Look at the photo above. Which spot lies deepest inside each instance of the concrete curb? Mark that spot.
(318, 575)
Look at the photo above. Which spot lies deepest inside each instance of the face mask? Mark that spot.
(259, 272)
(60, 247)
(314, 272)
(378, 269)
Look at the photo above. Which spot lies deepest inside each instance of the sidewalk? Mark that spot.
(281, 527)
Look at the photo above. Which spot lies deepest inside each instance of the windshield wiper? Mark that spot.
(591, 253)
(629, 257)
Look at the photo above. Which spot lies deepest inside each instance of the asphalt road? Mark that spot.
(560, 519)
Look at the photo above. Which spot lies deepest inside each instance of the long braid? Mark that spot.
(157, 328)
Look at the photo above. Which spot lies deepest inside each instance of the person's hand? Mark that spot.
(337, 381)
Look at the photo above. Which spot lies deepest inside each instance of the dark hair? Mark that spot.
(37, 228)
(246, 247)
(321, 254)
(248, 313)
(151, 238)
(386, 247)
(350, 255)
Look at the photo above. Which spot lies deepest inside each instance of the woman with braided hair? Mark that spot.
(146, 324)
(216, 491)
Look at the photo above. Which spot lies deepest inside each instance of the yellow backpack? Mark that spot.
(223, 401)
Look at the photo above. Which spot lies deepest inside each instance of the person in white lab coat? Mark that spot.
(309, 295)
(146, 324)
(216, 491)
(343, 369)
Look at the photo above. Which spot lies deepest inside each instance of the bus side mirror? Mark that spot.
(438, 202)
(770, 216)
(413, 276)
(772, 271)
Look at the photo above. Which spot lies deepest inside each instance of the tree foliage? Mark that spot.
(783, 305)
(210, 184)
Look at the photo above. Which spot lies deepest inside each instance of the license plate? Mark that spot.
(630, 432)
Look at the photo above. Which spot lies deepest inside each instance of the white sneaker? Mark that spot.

**Work instructions:** Repeat all the records. Match each line exactly.

**Final result:**
Look at the photo above. Which spot lies deepest inside each instance of the concrete curb? Mark that spot.
(318, 575)
Look at the photo above. Which spot lies deepest inside each instance of the face mask? Mark that spot.
(259, 272)
(60, 247)
(314, 272)
(378, 269)
Look at the photo above. Which spot lies deepest inside each instance of the sidewalk? Mark that spot.
(281, 527)
Look at the photo above. Which spot lies deepest inside each instance of the windshield wiper? Mark that spot.
(591, 253)
(629, 257)
Look at the photo above. Which spot lies deepest inside each instance of the asphalt road? Mark that spot.
(560, 519)
Look at the photo above. Which spot lies deepest inside each instance of the long braid? Mark that spot.
(157, 328)
Look at the photo above. Which spot lies deepest inside each instance of the person's hand? Mark that spot.
(337, 381)
Look at the photo above. Which spot lies deepest inside each instance of the dark hair? Mark that spot.
(37, 228)
(246, 247)
(321, 254)
(248, 313)
(151, 238)
(386, 247)
(350, 255)
Look at the photo above. Which spot lies deepest inside each instance of the woman with braided hair? Mark that spot.
(146, 324)
(216, 491)
Look at the photo above. Which spot lies deepest inside each instance of the yellow backpack? Mark that spot.
(223, 401)
Look at the photo above. Which spot lies deepest inside each instance of the person in white lab coat? Mark that spot.
(309, 295)
(146, 324)
(216, 491)
(343, 369)
Look at the photo above. Which spot lies deepest inside each instance of the bus side mirror? Mark that spot.
(438, 202)
(770, 216)
(413, 276)
(772, 271)
Look at the photo above. Which spot lies deepest inside each instance of the tree foliage? Mark that spot.
(783, 305)
(210, 184)
Look at the photo above. Which spot lies deepest inside each instance of the license plate? Mark that spot.
(630, 432)
Look at the photo above. Which spot lies deepest inside each instance of the white sneaker? Mark that spot.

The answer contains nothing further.